ORIGINAL FRENCH ARTICLE: La Cour des comptes prône la retraite à soixante-quatre ans
by Yves Housson
Translated Wednesday 24 December 2014, by
Upping the retirement age by two years is one of the solutions put forward in a new report to fix the growing financial imbalance in the Arrco and Agirc retirement schemes.
This is what’s commonly called preparing people’s minds for new, supposedly inevitable social sacrifices. The Cour des comptes – the French equivalent of the U.S. general accounting office or the U.K. controller and auditor general – is getting ready to publish a report on Dec. 18 on the supplementary retirement schemes, Arrco (which concerns 18 million private sector workers) and Agirc (4 million executives).
The stakes are big: depending on a person’s wages or salary, the supplementary retirement schemes account for between 30% and over 60% of a person’s total pension. According to le Parisien on Dec. 15, the Cour des comptes has established an alarming diagnosis: at the present rate of growth of indebtedness, Agirc will go bankrupt in 2018, with the same threat looming for Arrco a few years afterwards.
In March 2013, in view of the worsening financial situation, the MEDEF (the main association of French bosses) and the CFDT, CFTC and FO trade union confederations (The CGT and the CGC confederations having refused to sign on) concluded an agreement to make retirees pay by forcing them to accept increases in their pensions that do not keep pace with inflation, resulting in a fall in their purchasing power. This social regression has not made it possible to balance the books.

**Entries provided**
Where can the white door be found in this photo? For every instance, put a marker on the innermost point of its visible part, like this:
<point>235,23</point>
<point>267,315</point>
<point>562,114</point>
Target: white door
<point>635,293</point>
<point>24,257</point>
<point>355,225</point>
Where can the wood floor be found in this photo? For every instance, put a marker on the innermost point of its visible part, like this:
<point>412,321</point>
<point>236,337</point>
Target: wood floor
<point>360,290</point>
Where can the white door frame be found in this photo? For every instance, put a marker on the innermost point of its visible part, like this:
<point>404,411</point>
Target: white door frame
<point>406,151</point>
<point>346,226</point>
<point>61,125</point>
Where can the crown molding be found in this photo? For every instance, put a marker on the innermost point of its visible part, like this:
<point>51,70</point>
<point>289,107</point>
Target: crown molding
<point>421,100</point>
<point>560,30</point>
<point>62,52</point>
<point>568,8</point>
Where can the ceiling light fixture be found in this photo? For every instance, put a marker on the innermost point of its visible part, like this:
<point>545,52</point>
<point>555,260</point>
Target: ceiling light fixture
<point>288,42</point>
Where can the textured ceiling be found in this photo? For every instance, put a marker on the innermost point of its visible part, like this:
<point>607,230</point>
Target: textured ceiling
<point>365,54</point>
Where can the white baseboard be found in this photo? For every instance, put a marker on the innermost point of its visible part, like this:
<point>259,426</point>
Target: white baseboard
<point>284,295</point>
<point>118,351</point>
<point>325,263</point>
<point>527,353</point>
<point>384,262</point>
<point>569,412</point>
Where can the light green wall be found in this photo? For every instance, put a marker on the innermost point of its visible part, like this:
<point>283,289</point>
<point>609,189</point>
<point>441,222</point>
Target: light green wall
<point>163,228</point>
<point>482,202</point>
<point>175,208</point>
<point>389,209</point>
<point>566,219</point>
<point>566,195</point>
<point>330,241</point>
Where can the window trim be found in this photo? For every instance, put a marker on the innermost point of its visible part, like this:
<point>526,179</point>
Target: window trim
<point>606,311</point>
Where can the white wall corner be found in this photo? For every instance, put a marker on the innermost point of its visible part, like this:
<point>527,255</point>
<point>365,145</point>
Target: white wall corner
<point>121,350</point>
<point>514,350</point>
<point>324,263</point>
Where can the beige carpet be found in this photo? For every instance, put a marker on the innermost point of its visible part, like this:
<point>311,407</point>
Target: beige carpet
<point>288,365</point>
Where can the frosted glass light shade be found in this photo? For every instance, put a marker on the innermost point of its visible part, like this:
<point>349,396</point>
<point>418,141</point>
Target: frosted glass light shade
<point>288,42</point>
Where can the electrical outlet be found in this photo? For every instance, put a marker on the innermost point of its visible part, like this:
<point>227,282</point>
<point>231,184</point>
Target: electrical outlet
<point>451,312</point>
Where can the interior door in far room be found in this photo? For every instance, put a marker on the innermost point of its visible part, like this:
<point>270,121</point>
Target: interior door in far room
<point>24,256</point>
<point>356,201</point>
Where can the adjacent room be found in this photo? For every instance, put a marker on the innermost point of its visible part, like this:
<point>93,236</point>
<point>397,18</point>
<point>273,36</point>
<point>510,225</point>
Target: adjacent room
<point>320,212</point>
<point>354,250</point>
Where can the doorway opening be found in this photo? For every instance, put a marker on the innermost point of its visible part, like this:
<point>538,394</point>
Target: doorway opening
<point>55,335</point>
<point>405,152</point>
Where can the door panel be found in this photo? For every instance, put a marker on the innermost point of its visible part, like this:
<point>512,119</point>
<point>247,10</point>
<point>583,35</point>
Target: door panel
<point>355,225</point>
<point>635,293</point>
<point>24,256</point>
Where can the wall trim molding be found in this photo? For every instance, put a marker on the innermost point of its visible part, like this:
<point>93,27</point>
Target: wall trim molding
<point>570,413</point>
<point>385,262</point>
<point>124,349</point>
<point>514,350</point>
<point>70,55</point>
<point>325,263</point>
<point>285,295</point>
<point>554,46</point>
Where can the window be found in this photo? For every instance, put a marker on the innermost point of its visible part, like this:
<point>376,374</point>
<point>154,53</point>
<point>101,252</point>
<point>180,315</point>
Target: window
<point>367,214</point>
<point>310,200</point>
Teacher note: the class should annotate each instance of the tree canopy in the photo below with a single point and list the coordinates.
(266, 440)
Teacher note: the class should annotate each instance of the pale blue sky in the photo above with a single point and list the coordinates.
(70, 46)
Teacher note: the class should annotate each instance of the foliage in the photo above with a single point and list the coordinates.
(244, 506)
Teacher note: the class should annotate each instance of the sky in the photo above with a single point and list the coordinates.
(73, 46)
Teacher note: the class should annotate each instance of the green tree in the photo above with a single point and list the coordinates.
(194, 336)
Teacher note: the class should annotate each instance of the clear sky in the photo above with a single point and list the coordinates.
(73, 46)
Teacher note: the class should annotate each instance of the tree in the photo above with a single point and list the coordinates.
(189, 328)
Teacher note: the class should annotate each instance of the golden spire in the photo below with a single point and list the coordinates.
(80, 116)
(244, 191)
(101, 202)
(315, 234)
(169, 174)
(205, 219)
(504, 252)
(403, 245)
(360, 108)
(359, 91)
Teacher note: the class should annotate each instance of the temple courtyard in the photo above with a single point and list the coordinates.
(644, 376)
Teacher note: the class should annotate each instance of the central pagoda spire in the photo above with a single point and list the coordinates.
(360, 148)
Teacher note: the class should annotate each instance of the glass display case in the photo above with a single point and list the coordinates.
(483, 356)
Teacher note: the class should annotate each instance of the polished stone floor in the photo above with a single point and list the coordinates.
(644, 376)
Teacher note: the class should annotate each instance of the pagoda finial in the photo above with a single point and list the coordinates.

**List of tasks**
**1.** Reproduce the stretch of the retirement article from "The stakes are" through "balance the books.".
**2.** According to the retirement article, in what year will Agirc go bankrupt if indebtedness keeps growing at its present rate?
The listing is separate material and has no connection to the retirement article.

**Responses in order**
**1.**
The stakes are big: depending on a person’s wages or salary, the supplementary retirement schemes account for between 30% and over 60% of a person’s total pension. According to le Parisien on Dec. 15, the Cour des comptes has established an alarming diagnosis: at the present rate of growth of indebtedness, Agirc will go bankrupt in 2018, with the same threat looming for Arrco a few years afterwards.
In March 2013, in view of the worsening financial situation, the MEDEF (the main association of French bosses) and the CFDT, CFTC and FO trade union confederations (The CGT and the CGC confederations having refused to sign on) concluded an agreement to make retirees pay by forcing them to accept increases in their pensions that do not keep pace with inflation, resulting in a fall in their purchasing power. This social regression has not made it possible to balance the books.

**2.** In 2018.